------ Dataset rows
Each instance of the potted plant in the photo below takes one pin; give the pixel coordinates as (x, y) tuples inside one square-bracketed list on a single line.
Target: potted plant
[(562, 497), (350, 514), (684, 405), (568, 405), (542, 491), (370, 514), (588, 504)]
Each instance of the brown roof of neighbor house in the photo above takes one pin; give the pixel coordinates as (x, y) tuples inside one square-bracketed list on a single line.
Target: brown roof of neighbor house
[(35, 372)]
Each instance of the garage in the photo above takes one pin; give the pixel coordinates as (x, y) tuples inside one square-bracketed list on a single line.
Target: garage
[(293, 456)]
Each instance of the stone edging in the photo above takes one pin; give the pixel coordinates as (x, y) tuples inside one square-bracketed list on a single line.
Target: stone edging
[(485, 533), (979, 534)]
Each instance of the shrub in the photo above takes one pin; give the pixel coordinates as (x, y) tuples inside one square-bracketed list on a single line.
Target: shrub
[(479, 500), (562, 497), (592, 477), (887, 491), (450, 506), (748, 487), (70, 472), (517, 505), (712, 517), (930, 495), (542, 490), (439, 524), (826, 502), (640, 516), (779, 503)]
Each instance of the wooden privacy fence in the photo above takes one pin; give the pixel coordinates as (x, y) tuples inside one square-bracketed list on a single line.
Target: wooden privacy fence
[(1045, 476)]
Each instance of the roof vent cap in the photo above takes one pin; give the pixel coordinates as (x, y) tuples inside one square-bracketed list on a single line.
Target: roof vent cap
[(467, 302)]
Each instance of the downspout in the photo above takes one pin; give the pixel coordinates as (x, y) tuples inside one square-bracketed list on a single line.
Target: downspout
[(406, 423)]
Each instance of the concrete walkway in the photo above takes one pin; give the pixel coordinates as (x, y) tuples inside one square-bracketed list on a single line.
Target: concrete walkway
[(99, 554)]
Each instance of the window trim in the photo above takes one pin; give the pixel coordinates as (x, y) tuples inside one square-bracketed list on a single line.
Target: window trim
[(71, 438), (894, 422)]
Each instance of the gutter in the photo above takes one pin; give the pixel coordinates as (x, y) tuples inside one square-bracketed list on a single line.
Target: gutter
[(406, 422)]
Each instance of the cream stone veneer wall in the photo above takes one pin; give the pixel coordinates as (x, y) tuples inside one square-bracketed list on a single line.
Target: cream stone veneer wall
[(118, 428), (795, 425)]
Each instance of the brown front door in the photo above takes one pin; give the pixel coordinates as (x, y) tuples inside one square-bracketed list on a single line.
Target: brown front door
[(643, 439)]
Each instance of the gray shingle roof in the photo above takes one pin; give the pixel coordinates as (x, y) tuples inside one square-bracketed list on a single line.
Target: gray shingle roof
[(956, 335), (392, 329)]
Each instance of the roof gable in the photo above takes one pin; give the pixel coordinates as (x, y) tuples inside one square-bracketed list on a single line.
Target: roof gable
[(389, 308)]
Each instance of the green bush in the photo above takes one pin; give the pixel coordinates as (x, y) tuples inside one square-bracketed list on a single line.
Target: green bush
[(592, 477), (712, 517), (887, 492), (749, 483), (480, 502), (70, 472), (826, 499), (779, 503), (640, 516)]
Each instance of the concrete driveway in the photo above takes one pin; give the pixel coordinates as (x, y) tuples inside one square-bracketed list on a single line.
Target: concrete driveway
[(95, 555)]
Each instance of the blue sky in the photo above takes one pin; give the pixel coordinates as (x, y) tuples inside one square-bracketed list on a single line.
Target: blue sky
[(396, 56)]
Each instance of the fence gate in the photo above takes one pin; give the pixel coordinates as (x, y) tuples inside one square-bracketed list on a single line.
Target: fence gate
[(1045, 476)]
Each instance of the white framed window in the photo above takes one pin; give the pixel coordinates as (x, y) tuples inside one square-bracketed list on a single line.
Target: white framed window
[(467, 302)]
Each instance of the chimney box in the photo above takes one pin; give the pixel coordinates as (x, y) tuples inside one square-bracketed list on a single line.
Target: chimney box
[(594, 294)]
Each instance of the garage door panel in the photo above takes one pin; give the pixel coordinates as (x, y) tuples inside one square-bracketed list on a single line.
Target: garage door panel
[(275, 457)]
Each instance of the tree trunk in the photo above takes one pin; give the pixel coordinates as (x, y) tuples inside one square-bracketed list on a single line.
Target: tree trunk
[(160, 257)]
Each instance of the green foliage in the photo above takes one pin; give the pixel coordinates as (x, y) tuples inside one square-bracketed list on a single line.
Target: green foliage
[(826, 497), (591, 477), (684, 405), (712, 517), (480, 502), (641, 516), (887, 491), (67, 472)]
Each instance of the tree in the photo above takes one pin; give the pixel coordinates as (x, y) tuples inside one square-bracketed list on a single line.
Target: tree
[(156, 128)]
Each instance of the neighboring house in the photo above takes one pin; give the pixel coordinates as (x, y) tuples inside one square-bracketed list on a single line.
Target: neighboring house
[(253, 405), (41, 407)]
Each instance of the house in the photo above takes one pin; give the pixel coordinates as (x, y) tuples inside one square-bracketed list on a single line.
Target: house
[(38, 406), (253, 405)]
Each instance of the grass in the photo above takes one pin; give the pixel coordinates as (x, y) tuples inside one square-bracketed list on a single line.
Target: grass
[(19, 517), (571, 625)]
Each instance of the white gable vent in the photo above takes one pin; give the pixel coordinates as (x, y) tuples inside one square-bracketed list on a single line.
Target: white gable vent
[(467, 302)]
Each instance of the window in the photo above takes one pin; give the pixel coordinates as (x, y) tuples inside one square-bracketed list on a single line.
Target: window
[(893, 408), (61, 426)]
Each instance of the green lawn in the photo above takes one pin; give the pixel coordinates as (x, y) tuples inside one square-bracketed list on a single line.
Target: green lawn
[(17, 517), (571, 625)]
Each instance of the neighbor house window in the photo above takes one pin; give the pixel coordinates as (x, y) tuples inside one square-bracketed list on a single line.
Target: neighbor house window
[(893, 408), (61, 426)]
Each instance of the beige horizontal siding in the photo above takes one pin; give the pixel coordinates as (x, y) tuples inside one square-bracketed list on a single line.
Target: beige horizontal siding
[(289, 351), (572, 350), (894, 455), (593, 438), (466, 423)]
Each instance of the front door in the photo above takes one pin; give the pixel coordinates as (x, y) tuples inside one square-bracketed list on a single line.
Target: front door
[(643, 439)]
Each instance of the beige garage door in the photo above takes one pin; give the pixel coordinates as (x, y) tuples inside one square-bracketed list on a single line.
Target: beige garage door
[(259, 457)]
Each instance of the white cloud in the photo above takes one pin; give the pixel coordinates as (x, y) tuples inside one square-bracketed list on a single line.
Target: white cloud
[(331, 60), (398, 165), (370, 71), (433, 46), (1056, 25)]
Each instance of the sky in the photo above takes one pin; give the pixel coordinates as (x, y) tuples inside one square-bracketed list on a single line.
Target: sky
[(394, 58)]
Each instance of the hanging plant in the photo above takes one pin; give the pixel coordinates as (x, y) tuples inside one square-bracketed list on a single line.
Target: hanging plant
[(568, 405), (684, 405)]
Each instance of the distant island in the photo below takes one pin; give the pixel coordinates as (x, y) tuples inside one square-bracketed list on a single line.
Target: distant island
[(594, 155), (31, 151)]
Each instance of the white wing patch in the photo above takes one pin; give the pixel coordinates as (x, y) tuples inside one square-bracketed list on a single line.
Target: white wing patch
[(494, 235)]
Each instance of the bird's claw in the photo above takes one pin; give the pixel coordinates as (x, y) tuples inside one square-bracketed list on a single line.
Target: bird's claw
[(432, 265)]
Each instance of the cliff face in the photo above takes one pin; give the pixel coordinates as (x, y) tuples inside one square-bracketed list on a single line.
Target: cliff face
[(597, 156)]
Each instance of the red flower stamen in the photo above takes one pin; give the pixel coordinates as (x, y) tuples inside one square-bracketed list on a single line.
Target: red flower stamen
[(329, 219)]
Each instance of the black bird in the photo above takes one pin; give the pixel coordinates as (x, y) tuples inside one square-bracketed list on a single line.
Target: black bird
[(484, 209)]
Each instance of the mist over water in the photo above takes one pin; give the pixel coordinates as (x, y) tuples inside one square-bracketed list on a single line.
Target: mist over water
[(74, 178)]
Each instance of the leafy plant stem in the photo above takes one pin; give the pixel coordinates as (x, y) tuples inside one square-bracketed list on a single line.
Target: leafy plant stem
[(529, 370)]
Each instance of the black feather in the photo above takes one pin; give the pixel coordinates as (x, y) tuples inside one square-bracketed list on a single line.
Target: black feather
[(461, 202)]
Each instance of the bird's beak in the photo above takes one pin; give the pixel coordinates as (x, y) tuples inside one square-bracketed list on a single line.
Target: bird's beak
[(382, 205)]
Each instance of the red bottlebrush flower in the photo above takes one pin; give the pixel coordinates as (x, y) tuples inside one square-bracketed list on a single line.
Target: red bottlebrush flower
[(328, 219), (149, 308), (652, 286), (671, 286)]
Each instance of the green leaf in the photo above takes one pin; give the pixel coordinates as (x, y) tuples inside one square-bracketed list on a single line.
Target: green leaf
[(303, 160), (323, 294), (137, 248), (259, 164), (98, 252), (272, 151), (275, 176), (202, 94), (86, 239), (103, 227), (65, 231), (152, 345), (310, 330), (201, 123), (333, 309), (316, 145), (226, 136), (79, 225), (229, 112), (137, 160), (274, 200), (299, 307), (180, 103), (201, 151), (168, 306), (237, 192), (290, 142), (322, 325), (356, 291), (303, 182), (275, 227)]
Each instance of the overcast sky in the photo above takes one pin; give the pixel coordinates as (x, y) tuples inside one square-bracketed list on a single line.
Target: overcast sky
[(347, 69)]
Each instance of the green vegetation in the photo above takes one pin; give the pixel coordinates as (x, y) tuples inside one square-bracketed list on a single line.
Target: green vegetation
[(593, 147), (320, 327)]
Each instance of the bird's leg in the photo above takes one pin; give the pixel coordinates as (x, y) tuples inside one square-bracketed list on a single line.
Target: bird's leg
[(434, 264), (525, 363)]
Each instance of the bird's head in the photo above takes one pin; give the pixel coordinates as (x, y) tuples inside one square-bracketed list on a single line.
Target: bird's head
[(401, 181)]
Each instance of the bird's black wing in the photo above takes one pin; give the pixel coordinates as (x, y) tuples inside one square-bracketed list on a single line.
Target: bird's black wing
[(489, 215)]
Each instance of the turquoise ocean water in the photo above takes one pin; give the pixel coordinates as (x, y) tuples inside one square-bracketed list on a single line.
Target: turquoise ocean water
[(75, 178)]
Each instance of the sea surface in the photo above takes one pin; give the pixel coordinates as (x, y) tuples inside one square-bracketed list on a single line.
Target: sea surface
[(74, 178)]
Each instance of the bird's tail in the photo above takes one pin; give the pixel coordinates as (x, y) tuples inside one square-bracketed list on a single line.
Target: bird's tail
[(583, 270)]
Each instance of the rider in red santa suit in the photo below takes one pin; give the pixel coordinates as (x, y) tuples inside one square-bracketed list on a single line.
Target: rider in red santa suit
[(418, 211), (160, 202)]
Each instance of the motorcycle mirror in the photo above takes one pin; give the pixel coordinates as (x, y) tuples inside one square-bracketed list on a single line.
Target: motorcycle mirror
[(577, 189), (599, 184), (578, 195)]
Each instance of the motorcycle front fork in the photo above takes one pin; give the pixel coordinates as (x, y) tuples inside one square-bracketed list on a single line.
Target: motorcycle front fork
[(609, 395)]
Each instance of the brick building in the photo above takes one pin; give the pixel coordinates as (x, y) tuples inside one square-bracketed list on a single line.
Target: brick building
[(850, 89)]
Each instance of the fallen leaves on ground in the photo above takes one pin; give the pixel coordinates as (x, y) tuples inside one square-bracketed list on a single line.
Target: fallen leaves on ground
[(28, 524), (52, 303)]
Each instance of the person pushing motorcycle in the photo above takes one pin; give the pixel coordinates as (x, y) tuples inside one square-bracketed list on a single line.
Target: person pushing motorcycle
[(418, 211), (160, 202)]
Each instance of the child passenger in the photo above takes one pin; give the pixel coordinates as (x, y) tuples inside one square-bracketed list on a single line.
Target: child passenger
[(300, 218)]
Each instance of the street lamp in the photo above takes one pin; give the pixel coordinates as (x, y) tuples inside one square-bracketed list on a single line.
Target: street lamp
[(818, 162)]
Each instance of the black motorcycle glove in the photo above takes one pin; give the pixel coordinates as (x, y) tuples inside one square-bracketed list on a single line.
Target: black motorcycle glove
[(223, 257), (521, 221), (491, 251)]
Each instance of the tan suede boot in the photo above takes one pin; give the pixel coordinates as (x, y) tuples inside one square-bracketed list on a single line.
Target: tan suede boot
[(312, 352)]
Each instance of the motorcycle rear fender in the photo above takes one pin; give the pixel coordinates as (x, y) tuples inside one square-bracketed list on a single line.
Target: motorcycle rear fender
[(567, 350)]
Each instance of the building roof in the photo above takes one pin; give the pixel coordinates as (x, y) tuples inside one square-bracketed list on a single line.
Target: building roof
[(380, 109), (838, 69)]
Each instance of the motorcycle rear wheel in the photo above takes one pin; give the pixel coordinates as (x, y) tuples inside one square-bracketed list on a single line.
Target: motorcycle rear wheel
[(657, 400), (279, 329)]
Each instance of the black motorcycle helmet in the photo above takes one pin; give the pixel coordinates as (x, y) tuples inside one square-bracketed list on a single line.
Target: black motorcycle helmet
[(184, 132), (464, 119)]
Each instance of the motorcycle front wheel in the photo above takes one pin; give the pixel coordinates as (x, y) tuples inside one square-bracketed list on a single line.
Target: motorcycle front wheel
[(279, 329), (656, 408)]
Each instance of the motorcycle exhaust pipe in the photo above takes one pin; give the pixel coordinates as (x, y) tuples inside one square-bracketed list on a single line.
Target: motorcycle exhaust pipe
------------
*What you will do*. Copy out, word for word, the lines above that start with the one containing "Each instance of the green foliage" and end with the one containing "[(156, 128)]", both of those included.

*Expected answer*.
Each instance of the green foliage in the photo above takes one pin; give the pixel coordinates as (x, y) tuples inside one square-bracketed list on a single line.
Target: green foliage
[(826, 497), (591, 477), (684, 405), (712, 517), (480, 502), (641, 516), (887, 491), (67, 472)]
Each instance of the tree in the photo above takes one pin; give the pixel coordinates as (x, y) tuples inside one square-bracketed list on a single line.
Target: tree
[(156, 128)]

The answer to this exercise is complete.